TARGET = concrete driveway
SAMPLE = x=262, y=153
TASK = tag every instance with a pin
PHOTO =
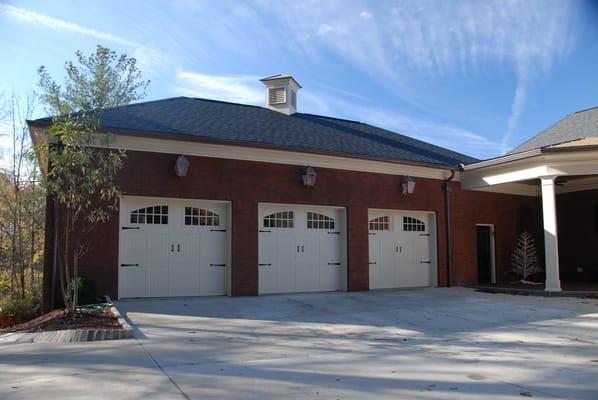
x=419, y=344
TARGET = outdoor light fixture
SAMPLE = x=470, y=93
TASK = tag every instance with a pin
x=181, y=166
x=408, y=185
x=309, y=178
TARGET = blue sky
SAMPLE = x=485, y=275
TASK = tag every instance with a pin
x=478, y=77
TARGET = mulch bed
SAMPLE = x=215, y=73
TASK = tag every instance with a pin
x=58, y=320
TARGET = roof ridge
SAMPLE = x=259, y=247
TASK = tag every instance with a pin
x=514, y=149
x=583, y=110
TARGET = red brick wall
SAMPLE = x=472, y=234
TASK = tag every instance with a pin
x=246, y=184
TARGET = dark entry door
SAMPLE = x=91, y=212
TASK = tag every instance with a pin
x=484, y=240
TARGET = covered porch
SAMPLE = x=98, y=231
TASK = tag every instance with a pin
x=564, y=178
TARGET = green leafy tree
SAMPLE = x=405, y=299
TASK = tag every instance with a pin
x=82, y=165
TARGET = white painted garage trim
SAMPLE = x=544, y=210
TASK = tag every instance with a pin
x=395, y=240
x=301, y=235
x=236, y=152
x=124, y=221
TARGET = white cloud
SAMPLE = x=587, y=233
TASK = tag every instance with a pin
x=150, y=59
x=440, y=134
x=31, y=17
x=240, y=89
x=438, y=39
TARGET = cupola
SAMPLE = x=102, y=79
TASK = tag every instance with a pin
x=281, y=93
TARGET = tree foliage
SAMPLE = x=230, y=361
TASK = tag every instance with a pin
x=82, y=166
x=22, y=207
x=95, y=82
x=525, y=257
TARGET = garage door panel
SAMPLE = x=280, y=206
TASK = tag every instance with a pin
x=158, y=249
x=285, y=265
x=165, y=237
x=213, y=256
x=298, y=236
x=184, y=265
x=402, y=249
x=331, y=262
x=267, y=262
x=158, y=282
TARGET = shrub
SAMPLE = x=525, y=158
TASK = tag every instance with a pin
x=88, y=293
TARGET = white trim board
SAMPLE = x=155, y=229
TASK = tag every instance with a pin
x=159, y=145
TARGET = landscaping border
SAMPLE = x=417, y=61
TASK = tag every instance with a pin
x=74, y=335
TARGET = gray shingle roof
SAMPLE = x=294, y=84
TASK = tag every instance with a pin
x=258, y=126
x=579, y=125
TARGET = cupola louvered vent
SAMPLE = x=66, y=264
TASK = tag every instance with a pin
x=277, y=95
x=281, y=93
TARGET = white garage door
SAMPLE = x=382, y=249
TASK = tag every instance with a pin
x=301, y=249
x=172, y=247
x=402, y=249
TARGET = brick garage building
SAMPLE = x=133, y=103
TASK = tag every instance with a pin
x=277, y=201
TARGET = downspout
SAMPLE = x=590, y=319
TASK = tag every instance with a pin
x=54, y=255
x=447, y=213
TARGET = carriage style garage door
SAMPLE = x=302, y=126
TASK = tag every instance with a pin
x=172, y=247
x=301, y=249
x=402, y=249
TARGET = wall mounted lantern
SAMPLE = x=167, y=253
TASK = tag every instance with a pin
x=181, y=166
x=309, y=178
x=408, y=185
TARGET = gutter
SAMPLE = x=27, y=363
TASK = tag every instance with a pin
x=526, y=154
x=447, y=213
x=230, y=142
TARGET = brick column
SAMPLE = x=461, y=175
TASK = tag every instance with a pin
x=357, y=249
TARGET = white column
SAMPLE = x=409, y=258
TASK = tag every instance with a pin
x=551, y=243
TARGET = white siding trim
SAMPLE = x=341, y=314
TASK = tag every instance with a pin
x=245, y=153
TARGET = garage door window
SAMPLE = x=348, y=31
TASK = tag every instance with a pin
x=150, y=215
x=380, y=223
x=201, y=217
x=283, y=219
x=411, y=224
x=319, y=221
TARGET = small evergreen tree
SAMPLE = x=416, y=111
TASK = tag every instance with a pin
x=525, y=257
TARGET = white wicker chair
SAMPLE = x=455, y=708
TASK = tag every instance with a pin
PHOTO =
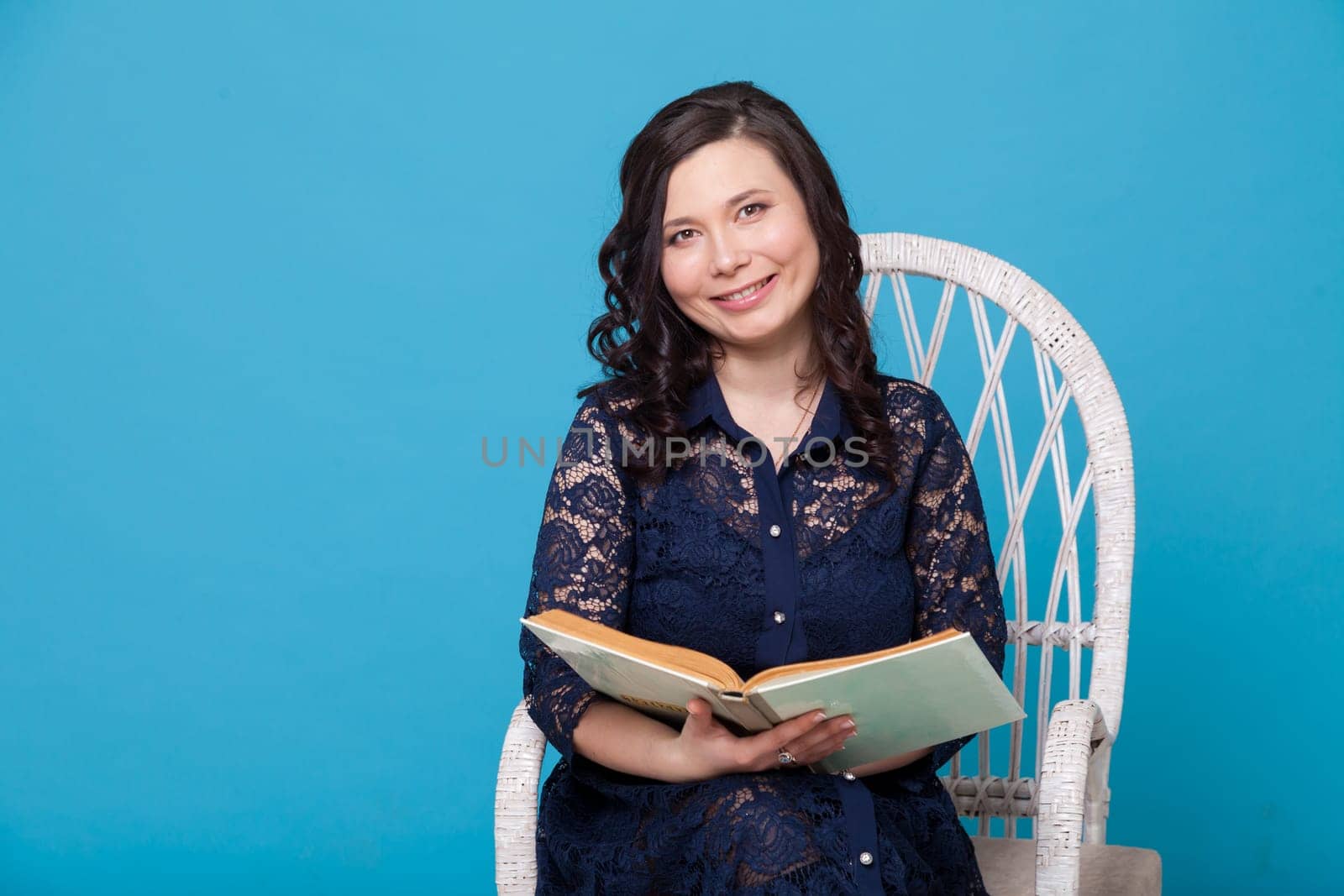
x=1068, y=801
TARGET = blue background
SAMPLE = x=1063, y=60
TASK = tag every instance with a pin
x=270, y=271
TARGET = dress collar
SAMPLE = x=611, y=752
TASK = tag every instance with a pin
x=706, y=401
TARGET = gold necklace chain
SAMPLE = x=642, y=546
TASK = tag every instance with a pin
x=816, y=390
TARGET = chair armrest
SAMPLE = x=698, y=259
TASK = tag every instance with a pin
x=1077, y=734
x=515, y=804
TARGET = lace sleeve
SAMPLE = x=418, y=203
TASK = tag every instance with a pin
x=582, y=564
x=948, y=547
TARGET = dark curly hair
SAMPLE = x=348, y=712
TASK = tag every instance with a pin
x=652, y=355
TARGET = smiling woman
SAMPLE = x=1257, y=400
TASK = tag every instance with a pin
x=734, y=315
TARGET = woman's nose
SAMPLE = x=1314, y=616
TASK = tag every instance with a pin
x=729, y=257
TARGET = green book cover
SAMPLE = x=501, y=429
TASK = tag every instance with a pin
x=902, y=699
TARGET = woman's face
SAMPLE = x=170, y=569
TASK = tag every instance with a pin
x=734, y=221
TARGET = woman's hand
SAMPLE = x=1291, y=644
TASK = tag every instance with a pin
x=706, y=748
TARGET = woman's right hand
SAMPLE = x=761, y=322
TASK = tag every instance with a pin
x=706, y=748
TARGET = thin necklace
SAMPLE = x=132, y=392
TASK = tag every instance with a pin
x=816, y=390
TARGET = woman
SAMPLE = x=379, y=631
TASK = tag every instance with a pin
x=749, y=485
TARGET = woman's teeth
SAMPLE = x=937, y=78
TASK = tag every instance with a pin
x=741, y=295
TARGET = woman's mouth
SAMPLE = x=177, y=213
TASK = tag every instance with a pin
x=749, y=296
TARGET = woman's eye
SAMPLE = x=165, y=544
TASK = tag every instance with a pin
x=761, y=206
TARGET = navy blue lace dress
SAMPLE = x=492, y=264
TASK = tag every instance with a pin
x=757, y=569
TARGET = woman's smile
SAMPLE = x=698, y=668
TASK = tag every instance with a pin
x=746, y=297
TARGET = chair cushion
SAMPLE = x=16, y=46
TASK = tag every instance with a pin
x=1010, y=868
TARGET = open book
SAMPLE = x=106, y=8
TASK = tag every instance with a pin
x=905, y=698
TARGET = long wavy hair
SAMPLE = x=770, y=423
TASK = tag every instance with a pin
x=651, y=352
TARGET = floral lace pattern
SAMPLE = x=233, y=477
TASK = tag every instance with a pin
x=685, y=563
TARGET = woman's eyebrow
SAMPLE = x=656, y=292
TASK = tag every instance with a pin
x=732, y=201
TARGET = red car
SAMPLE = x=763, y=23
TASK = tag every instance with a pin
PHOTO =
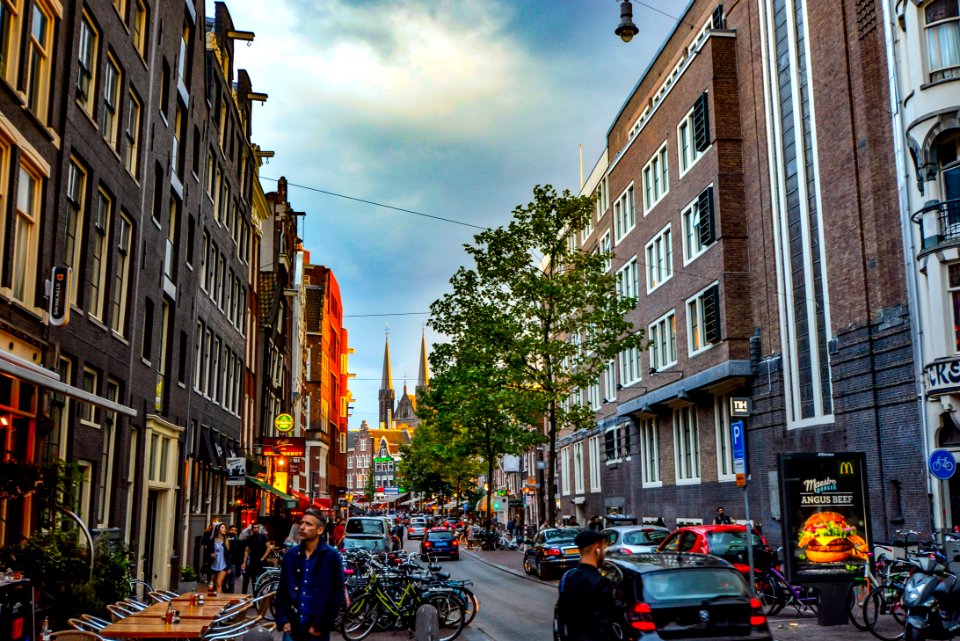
x=725, y=541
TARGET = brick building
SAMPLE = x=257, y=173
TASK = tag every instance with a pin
x=712, y=195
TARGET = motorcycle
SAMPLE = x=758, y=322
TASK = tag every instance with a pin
x=931, y=601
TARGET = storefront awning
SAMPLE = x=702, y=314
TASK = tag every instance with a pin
x=291, y=502
x=42, y=377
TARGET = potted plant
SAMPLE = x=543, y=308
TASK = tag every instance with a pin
x=188, y=579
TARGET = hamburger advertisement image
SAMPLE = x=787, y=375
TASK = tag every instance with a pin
x=825, y=516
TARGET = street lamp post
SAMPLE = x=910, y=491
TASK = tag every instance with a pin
x=626, y=29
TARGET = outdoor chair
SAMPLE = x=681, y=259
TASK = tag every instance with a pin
x=75, y=635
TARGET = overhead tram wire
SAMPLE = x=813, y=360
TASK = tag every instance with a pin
x=376, y=204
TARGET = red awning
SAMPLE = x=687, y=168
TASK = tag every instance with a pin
x=319, y=503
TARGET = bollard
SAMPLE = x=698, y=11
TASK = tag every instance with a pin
x=427, y=626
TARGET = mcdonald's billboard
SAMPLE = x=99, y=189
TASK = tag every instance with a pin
x=826, y=517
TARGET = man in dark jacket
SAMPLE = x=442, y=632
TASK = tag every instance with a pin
x=585, y=609
x=312, y=585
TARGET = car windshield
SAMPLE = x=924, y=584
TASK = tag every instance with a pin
x=375, y=545
x=364, y=526
x=440, y=536
x=644, y=537
x=721, y=543
x=692, y=583
x=560, y=534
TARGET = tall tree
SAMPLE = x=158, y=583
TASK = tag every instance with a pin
x=536, y=318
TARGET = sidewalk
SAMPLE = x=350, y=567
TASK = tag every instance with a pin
x=785, y=626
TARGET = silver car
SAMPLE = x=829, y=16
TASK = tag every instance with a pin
x=634, y=539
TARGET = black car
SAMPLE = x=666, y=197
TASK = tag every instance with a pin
x=551, y=552
x=440, y=542
x=682, y=596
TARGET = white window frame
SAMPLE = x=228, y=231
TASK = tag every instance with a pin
x=593, y=448
x=686, y=441
x=656, y=178
x=578, y=468
x=625, y=213
x=655, y=273
x=721, y=408
x=695, y=312
x=686, y=161
x=651, y=464
x=666, y=323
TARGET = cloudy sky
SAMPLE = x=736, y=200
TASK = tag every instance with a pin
x=450, y=108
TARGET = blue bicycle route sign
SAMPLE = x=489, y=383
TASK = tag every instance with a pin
x=942, y=464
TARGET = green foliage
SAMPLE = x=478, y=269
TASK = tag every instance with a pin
x=533, y=322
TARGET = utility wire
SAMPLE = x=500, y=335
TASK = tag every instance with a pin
x=376, y=204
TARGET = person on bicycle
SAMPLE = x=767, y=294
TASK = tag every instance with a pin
x=312, y=585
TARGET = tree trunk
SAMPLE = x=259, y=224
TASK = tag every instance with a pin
x=551, y=466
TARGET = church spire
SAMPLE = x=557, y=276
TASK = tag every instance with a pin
x=387, y=396
x=423, y=380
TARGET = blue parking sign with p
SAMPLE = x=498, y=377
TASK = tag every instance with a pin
x=738, y=438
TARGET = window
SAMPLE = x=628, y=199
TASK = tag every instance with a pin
x=38, y=60
x=131, y=132
x=98, y=248
x=593, y=449
x=625, y=213
x=603, y=197
x=90, y=384
x=629, y=367
x=25, y=236
x=627, y=280
x=140, y=27
x=693, y=137
x=610, y=381
x=578, y=467
x=87, y=56
x=616, y=441
x=593, y=395
x=73, y=240
x=121, y=282
x=9, y=40
x=650, y=443
x=686, y=445
x=942, y=18
x=607, y=250
x=725, y=471
x=663, y=342
x=659, y=259
x=699, y=230
x=656, y=181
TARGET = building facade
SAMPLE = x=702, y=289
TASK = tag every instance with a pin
x=923, y=40
x=712, y=196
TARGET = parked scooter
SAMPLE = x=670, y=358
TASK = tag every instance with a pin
x=931, y=600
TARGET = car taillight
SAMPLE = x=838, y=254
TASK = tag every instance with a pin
x=640, y=618
x=757, y=617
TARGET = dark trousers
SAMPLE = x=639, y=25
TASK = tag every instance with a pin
x=254, y=570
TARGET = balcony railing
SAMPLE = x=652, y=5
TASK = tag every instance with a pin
x=939, y=225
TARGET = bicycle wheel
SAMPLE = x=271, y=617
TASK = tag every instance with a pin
x=771, y=594
x=450, y=614
x=856, y=598
x=358, y=620
x=883, y=613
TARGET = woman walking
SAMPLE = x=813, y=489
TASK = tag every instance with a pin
x=217, y=551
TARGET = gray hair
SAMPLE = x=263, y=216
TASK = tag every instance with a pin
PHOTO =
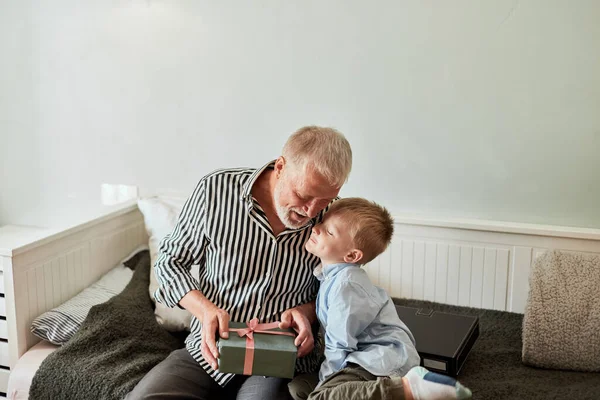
x=325, y=150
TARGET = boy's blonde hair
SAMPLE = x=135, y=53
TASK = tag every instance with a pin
x=325, y=150
x=371, y=226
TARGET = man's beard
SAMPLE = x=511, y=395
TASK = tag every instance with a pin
x=284, y=213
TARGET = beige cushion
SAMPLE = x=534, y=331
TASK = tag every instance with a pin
x=561, y=326
x=22, y=373
x=160, y=216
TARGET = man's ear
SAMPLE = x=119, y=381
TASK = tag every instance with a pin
x=279, y=166
x=354, y=256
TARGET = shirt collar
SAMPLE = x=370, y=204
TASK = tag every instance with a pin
x=247, y=188
x=328, y=271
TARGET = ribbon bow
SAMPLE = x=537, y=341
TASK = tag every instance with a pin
x=254, y=327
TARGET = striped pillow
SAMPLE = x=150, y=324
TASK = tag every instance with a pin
x=59, y=324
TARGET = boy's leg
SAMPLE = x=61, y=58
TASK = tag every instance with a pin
x=418, y=384
x=355, y=382
x=303, y=385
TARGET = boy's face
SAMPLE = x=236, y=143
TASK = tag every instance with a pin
x=331, y=241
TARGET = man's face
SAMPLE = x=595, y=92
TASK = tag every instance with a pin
x=330, y=240
x=301, y=195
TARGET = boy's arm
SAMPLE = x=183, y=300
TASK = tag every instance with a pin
x=350, y=311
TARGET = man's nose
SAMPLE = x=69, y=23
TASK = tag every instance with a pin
x=311, y=209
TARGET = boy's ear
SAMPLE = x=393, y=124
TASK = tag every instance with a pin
x=354, y=256
x=279, y=165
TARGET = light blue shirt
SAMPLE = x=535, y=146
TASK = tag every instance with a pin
x=361, y=325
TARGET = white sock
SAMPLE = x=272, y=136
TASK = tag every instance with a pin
x=426, y=385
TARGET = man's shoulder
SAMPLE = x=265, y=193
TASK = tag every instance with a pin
x=228, y=175
x=239, y=171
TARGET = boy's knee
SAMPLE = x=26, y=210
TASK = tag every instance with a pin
x=301, y=386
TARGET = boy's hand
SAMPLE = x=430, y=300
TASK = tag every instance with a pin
x=299, y=318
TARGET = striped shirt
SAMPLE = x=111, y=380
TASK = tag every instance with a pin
x=244, y=268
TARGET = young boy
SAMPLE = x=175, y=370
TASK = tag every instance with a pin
x=369, y=351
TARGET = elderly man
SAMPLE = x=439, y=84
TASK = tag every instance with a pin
x=246, y=228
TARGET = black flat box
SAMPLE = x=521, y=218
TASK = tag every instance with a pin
x=443, y=340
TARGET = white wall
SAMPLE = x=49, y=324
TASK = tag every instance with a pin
x=455, y=108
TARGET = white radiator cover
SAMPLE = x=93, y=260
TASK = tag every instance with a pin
x=483, y=265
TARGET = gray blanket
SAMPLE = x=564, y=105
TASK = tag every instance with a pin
x=117, y=344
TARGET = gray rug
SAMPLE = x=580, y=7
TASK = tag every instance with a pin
x=494, y=369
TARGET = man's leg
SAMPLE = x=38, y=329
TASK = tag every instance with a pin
x=179, y=376
x=261, y=388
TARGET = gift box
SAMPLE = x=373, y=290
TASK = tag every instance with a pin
x=258, y=349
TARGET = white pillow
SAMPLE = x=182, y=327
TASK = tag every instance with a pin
x=160, y=217
x=59, y=324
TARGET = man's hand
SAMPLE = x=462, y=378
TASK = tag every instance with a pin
x=212, y=318
x=300, y=318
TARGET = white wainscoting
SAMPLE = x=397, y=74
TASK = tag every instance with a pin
x=467, y=264
x=49, y=271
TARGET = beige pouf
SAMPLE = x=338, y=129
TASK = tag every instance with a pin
x=561, y=326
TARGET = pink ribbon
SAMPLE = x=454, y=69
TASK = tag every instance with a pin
x=254, y=327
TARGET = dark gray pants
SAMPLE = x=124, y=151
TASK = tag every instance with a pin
x=179, y=376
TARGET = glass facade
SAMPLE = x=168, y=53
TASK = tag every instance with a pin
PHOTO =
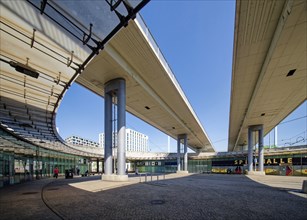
x=294, y=164
x=21, y=161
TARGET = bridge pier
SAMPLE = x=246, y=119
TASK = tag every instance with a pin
x=115, y=88
x=259, y=129
x=185, y=155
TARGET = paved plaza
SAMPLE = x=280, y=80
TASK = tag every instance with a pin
x=201, y=196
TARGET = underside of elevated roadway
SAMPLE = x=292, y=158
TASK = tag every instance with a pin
x=60, y=44
x=269, y=75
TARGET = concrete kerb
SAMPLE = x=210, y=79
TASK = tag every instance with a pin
x=304, y=187
x=115, y=178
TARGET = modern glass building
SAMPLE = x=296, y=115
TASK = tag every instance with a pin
x=135, y=141
x=76, y=140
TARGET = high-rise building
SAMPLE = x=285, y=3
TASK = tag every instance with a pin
x=135, y=141
x=75, y=140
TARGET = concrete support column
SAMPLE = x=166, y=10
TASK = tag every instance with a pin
x=121, y=127
x=97, y=165
x=178, y=153
x=108, y=133
x=260, y=150
x=117, y=88
x=250, y=149
x=185, y=157
x=252, y=129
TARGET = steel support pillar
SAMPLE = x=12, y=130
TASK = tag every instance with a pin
x=117, y=88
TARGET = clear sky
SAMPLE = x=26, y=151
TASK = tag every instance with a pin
x=196, y=38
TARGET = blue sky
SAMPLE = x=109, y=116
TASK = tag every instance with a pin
x=196, y=38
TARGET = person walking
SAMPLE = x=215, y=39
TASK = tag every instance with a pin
x=56, y=172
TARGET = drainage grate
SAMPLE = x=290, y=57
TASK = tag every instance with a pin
x=29, y=193
x=157, y=202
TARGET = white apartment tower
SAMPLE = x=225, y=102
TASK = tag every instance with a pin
x=135, y=141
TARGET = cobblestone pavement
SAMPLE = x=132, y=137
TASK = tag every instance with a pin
x=201, y=196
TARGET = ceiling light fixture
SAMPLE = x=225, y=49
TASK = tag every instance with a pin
x=291, y=72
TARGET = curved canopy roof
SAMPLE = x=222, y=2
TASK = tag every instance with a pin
x=43, y=49
x=269, y=75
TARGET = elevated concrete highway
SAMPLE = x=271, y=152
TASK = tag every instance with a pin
x=269, y=76
x=47, y=47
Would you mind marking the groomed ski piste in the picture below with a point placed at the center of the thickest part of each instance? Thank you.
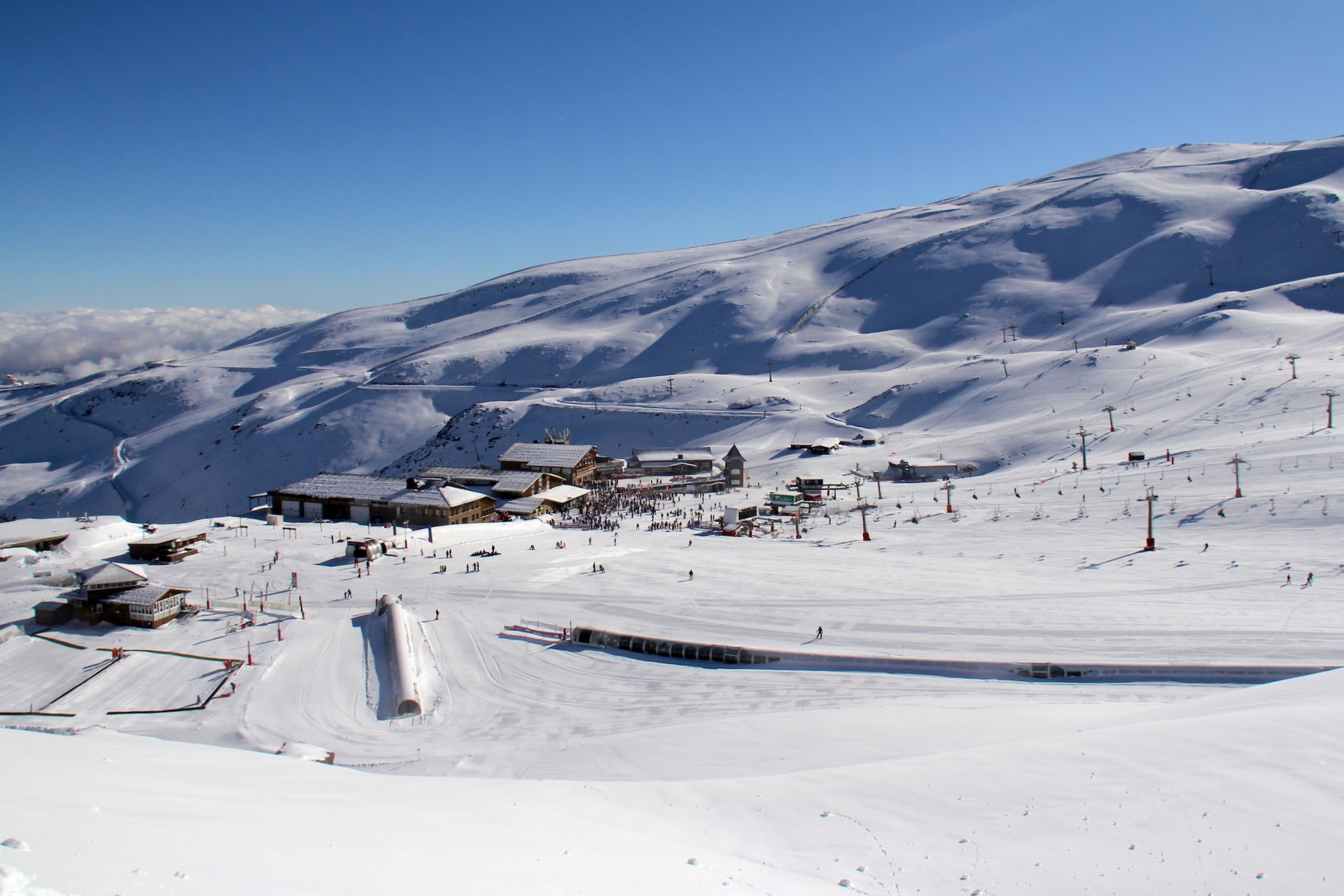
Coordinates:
(538, 766)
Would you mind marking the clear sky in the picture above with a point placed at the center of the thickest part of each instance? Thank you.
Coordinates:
(334, 155)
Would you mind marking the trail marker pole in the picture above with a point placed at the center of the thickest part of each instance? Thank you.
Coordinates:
(863, 516)
(1237, 470)
(1084, 434)
(1149, 498)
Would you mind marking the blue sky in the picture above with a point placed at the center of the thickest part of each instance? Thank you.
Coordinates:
(336, 155)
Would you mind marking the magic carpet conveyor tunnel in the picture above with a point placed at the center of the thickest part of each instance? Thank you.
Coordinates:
(984, 670)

-- WORK TASK --
Search the data for the word "support" and copy each line where it appears.

-- RESPONSE AREA --
TARGET = concrete support column
TARGET = steel support pillar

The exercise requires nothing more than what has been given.